◆ **TASK REQUIREMENTS**
What you return should match the data below exactly, with every entry reproduced.

Point localization data
----
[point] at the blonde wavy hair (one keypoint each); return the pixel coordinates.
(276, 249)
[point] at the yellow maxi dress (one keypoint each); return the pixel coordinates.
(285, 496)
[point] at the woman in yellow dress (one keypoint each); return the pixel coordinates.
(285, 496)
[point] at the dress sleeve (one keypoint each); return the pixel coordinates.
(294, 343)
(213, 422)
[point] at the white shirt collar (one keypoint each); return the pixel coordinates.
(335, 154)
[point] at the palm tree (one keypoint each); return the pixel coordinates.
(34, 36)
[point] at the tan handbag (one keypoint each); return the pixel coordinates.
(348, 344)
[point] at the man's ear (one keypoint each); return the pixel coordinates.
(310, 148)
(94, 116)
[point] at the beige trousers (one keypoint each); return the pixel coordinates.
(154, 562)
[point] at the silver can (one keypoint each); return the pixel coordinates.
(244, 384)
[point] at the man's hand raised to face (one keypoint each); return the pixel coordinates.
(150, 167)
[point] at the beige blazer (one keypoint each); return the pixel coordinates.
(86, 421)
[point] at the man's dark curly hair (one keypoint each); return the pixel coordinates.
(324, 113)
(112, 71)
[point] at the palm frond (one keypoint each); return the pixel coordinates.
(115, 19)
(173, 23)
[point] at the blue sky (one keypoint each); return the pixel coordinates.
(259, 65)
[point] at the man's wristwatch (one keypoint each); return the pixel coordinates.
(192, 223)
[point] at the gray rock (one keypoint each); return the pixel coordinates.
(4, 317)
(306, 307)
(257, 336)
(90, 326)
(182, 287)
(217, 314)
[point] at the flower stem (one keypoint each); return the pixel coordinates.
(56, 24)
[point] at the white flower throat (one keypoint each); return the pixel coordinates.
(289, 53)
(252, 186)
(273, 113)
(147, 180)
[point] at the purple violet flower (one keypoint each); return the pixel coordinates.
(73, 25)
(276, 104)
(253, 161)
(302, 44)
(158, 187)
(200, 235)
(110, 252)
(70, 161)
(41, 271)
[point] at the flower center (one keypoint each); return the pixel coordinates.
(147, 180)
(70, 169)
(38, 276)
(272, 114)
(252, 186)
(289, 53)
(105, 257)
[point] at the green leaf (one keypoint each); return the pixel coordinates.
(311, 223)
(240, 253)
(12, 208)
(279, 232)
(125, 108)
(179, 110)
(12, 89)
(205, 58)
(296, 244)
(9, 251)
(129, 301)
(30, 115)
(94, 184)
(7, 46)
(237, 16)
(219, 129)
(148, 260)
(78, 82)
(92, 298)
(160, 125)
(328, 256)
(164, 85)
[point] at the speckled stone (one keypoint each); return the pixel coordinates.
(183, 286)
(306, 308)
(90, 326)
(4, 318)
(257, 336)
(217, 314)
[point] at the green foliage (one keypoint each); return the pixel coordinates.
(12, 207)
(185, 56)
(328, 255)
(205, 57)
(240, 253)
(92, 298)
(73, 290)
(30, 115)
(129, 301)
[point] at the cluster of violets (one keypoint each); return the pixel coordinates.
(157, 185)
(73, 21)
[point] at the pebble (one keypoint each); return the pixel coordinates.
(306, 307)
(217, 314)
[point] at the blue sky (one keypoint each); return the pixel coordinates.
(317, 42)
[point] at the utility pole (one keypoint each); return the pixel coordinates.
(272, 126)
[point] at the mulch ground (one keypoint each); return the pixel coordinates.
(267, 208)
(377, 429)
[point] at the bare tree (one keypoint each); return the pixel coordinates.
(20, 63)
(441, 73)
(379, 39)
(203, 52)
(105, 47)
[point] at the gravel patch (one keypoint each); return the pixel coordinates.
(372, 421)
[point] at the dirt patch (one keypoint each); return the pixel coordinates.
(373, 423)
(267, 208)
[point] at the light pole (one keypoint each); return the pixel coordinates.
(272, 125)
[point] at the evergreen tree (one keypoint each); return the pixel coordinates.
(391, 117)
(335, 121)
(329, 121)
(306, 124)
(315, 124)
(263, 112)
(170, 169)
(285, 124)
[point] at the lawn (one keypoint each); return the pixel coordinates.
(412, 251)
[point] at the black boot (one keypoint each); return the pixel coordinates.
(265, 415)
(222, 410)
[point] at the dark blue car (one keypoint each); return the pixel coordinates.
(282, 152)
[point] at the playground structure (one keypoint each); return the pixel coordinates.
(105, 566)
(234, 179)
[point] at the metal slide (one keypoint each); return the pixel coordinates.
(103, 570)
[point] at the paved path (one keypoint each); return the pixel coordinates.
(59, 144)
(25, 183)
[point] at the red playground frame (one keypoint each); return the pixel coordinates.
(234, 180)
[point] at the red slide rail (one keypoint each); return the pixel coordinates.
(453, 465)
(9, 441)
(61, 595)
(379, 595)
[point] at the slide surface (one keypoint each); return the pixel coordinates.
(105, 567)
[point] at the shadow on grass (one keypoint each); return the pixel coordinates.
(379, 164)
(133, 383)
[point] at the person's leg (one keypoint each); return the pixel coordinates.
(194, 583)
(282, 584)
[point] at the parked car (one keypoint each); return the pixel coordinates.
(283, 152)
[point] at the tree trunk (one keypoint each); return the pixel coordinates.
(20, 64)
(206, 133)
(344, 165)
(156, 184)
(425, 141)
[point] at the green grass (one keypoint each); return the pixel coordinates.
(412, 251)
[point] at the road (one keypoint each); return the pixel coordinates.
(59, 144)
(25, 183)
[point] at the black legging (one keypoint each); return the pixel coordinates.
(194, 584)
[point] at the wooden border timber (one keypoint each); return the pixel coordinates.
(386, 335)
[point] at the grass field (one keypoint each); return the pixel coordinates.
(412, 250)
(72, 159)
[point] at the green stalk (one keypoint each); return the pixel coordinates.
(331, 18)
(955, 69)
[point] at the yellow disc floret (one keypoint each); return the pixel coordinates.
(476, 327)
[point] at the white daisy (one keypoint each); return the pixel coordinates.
----
◆ **RESPONSE AREA**
[point] at the blonde wavy hair (one keypoint each); return the pixel coordinates.
(276, 249)
[point] at the yellow maxi dress (one keypoint each); return the pixel coordinates.
(285, 496)
[point] at the woman in yellow dress (one keypoint each); return the pixel coordinates.
(285, 496)
[point] at the dress sleeve (one keypoint each); return the pixel coordinates.
(294, 343)
(213, 422)
[point] at the white shirt collar (one keypoint each); return the pixel coordinates.
(335, 154)
[point] at the palm tree (one keypoint each); return the pixel coordinates.
(34, 36)
[point] at the tan handbag (one keypoint each); return the pixel coordinates.
(348, 344)
[point] at the man's ear (one keypoint each); return the pixel coordinates.
(310, 148)
(94, 116)
[point] at the beige trousers (one keypoint each); return the pixel coordinates.
(154, 562)
[point] at the silver can (one keypoint each); return the pixel coordinates.
(244, 384)
[point] at the man's hand raised to face (one keypoint each); return the pixel coordinates.
(150, 167)
[point] at the beige blazer (one keypoint each); return the pixel coordinates.
(86, 421)
[point] at the man's dark curly hair (one keypoint each); return the pixel coordinates.
(324, 113)
(112, 71)
[point] at the palm frond (one keypoint each); return the pixel coordinates.
(115, 19)
(173, 23)
[point] at the blue sky (one keypoint each); return the pixel coordinates.
(259, 65)
[point] at the man's wristwatch (one keypoint each); return the pixel coordinates.
(192, 223)
[point] at the gray rock (one keypoint each); return the pixel coordinates.
(4, 317)
(306, 307)
(257, 336)
(90, 326)
(182, 287)
(217, 314)
[point] at the flower stem (one keypoint each); return the pixel coordinates.
(56, 24)
[point] at the white flower throat (one keypoint each); return the pixel coordinates.
(289, 53)
(252, 186)
(273, 113)
(147, 180)
[point] at the purple violet flower (one keypoint each); return the pixel coordinates.
(73, 25)
(276, 104)
(253, 161)
(302, 44)
(158, 187)
(200, 235)
(110, 252)
(70, 161)
(41, 271)
[point] at the flower center (one keypoint each); return the pixel coordinates.
(147, 180)
(70, 169)
(38, 276)
(272, 114)
(252, 186)
(289, 53)
(105, 257)
[point] at the green leaf (one keypoint each); return the pixel coordinates.
(311, 223)
(240, 253)
(12, 208)
(279, 232)
(125, 108)
(179, 110)
(12, 89)
(205, 58)
(296, 244)
(9, 251)
(129, 301)
(30, 115)
(94, 184)
(7, 46)
(237, 16)
(219, 129)
(148, 260)
(78, 82)
(92, 298)
(160, 125)
(328, 256)
(164, 85)
[point] at the speckled stone (one keypoint each); return the pixel coordinates.
(183, 286)
(306, 308)
(90, 326)
(4, 318)
(257, 336)
(217, 314)
[point] at the green foliage (one keypoint each); return the pixel coordinates.
(12, 207)
(185, 56)
(328, 255)
(205, 57)
(240, 253)
(92, 298)
(73, 290)
(30, 115)
(129, 301)
[point] at the cluster of violets (one keypoint each); return the pixel coordinates.
(157, 185)
(73, 21)
[point] at the pebble (one keypoint each); return the pixel coordinates.
(306, 307)
(217, 314)
[point] at the blue sky (one keypoint each); return the pixel coordinates.
(317, 42)
[point] at the utility pole (one keypoint each); return the pixel coordinates.
(272, 126)
[point] at the mulch ground (one keypoint each); return the pixel coordinates.
(267, 208)
(377, 429)
[point] at the bare tree (one keypoint each); return the pixel coordinates.
(20, 63)
(441, 73)
(379, 39)
(203, 52)
(105, 47)
[point] at the gravel patch (one keypoint each); return the pixel coordinates.
(372, 421)
[point] at the dirt patch (one keypoint each); return the pixel coordinates.
(373, 423)
(267, 208)
[point] at the light pole (one keypoint each); return the pixel coordinates.
(272, 125)
[point] at the evergreen tree (one keypoint each); return the pixel coordinates.
(391, 117)
(335, 121)
(329, 121)
(306, 124)
(315, 124)
(263, 112)
(170, 169)
(285, 124)
[point] at the lawn (one keypoint each); return the pixel coordinates.
(412, 251)
[point] at the black boot (one keypoint each); return the pixel coordinates.
(265, 415)
(222, 410)
[point] at the dark blue car (one keypoint each); return the pixel coordinates.
(282, 152)
[point] at the playground structure (one keypoint each); return the pixel coordinates.
(105, 566)
(234, 179)
[point] at the metal slide (one keypoint each); return the pixel coordinates.
(103, 570)
[point] at the paved path (one keypoint each); return the pixel coordinates.
(59, 144)
(25, 183)
[point] at the red playground frame (one keypoint each); return the pixel coordinates.
(234, 180)
[point] at the red slide rail (one keypoint each); return the pixel coordinates.
(453, 465)
(9, 441)
(61, 595)
(379, 595)
[point] at the slide surface (one keypoint each); return the pixel coordinates.
(105, 567)
[point] at the shadow on grass (one keypoint each); return the pixel coordinates.
(379, 164)
(133, 383)
[point] at the person's leg (one keypoint each); return the pixel coordinates.
(194, 583)
(282, 584)
[point] at the parked car (one keypoint each); return the pixel coordinates.
(283, 152)
[point] at the tree trunk (one keypoint each); return the pixel coordinates.
(20, 64)
(206, 133)
(344, 165)
(156, 184)
(425, 141)
[point] at the green grass (one keypoint each); return the pixel coordinates.
(412, 251)
[point] at the road (one keypoint each); return the pixel coordinates.
(59, 144)
(25, 183)
[point] at the black legging (one keypoint each); return the pixel coordinates.
(194, 584)
[point] at the wooden border timber (one keypoint each); return the pixel coordinates.
(386, 335)
[point] at the grass field (one keypoint each); return the pixel coordinates.
(412, 250)
(72, 159)
[point] at the green stalk (one keypoint each); return the pixel coordinates.
(331, 18)
(955, 69)
[point] at the yellow disc floret (one keypoint each); return the pixel coordinates.
(476, 327)
[point] at the white daisy (one keypoint each); return the pixel coordinates.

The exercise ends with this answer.